QUELLENAUSZUG |
● ● ● ● ●
Ginge es darum, die Pandemie zu bekämpfen, hätte der Staat bereits seit der ersten Welle sich zu einem aus- und Umbau des Gesundheitswesens entschließen müssen. Das Gegenteil ist der Fall, das Gesundheitswesen wird weiter gegen die Wand gefahren. Es werden Klinikbetten gestrichen und Coronapositives Personal zur Arbeit gezwungen. Das Erkennen und Verfolgen der Infektionswege wäre elementar. And der Coronapp haben sich Leute eine goldene Nase verdient, doch sie ist völlig untauglich in der Praxis. Die Gesundheitsämter haben kein ausreichendes Personal, ihre Arbeit ist weitgehend zusammegebrochen. Eine Verfolgung der Infektionswege findet von der Seite praktisch nicht statt. Es gib organisatorisch und technische keine Strukturen für Massentests. Selbst die angelaufene Impfkampagne ist ein einziges Chaos.
Die Gewerkschaften zeigten sich weitgehend unfähig oder unwillig, sich mit der Situation angemessen auseinanderzusetzen und eigene Antworten zu finden. Mir fiel da nur die GEW positiv auf mit dem Entwickeln eigener Hygienekonzepte und dem Aufstellen klarer Forderungen. Die wurden jedoch von der Politik einfach abgebügelt. Die Schüler waren ein Lichtblick, die nicht nur eigene Konzepte und Forderungen hatten, sondern auch mit Streiks für einen gewissen Nachdruck sorgten.
Es wäre auch kein Problem, gute Distanz- und Hygienekonzepte für Bus- Bahn und Arbeitsplatz zu entwickeln. Das müßten die Betroffenen selbst (möglichst in Austausch mit Wissenschaftlern) machen. Das wäre alles relativ einfach und vielversprechend. Das wird jedoch vom Staat verhindert und von linken nicht vorangetrieben. Linke machen sich nicht einmal Gedanken darüber, sondern erhoffen lösungen vom staat, egal wie oft er schon bewiesen hat, daß er kein Interesse daran hat oder einfach zu unfähig dazu ist.
Nein, ich habe sicherlich nichts gegen ein Herunterfahren der nicht unbedingt notwendigen Wirschaftsbranchen. Von mir aus braucht man sie nie weder hochzufahren. Es wird sowieso schon viel zu viel Scheiß produziert. Wenn dann "zu wenig Arbeit da ist" muß man eben die vorhandene Arbeit auf mehr Schultern verteilen. Eine radikale Arbeitzeitverkürzung ist die logische Antwort. Aber die Menschen müßen von der Arbeit auch gut leben können. Wenn es dazu an Geld fehlt, muß man es sich bei denen holen, die zuviel davon haben.
● ● ● ● ●
AUFGABENSTELLUNG |
Schreib den Abschnitt des Quellenauszugs von „Es wäre auch“ bis einschließlich „unfähig dazu ist.“ noch einmal ab und ersetze dabei „Wissenschaftlern“ durch „Fachleuten“. Die Datensätze sind eigenständiges Material und gehören nicht zum Quellenauszug.
● ● ● ● ●
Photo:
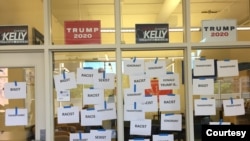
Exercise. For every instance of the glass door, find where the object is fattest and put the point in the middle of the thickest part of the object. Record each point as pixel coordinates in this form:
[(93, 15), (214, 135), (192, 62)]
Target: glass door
[(19, 91)]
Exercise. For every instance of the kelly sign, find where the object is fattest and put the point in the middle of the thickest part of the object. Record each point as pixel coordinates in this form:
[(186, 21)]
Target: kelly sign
[(152, 33), (82, 32), (14, 35), (219, 30)]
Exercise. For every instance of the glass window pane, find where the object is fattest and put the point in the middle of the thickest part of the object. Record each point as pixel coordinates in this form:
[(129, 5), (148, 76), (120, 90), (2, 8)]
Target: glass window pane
[(150, 80), (12, 104), (237, 10), (94, 94), (226, 86), (84, 10), (24, 22), (151, 12)]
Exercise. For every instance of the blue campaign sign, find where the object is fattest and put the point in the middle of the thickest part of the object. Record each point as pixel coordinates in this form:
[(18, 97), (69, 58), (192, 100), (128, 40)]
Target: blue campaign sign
[(152, 33), (14, 35)]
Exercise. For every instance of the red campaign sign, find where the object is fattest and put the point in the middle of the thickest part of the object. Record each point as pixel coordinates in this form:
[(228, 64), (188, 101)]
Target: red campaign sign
[(82, 32)]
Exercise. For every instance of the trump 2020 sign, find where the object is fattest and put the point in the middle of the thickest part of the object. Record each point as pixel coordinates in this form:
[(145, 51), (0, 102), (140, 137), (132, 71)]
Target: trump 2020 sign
[(14, 35), (82, 32)]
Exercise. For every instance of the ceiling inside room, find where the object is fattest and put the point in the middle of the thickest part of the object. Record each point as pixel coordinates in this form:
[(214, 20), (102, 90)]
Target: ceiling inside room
[(132, 11), (151, 11)]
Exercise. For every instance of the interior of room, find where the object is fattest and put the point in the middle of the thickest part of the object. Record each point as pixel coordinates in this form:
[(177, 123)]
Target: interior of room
[(14, 12)]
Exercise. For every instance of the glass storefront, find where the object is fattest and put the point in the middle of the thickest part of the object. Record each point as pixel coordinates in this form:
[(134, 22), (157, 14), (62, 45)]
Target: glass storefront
[(79, 39)]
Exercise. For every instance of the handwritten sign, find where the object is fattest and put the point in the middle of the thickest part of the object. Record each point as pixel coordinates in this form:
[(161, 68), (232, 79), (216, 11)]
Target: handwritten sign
[(68, 115), (65, 81), (16, 117), (15, 90), (140, 127), (170, 102), (204, 107)]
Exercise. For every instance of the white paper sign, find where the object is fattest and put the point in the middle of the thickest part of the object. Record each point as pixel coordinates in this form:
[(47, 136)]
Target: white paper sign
[(204, 107), (104, 80), (93, 96), (163, 137), (134, 66), (233, 107), (219, 30), (86, 76), (169, 102), (227, 68), (150, 103), (63, 95), (65, 81), (133, 95), (140, 127), (90, 117), (79, 136), (133, 112), (100, 135), (141, 82), (155, 68), (107, 111), (203, 86), (16, 117), (169, 81), (172, 122), (204, 67), (68, 115), (15, 90)]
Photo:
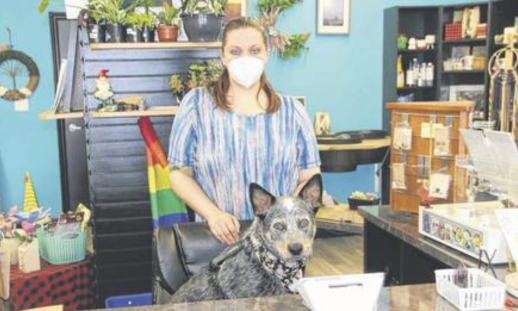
● ● ● ● ●
LÖSUNG |
Es wäre auch kein Problem, gute Distanz- und Hygienekonzepte für Bus- Bahn und Arbeitsplatz zu entwickeln. Das müßten die Betroffenen selbst (möglichst in Austausch mit Fachleuten) machen. Das wäre alles relativ einfach und vielversprechend. Das wird jedoch vom Staat verhindert und von linken nicht vorangetrieben. Linke machen sich nicht einmal Gedanken darüber, sondern erhoffen lösungen vom staat, egal wie oft er schon bewiesen hat, daß er kein Interesse daran hat oder einfach zu unfähig dazu ist.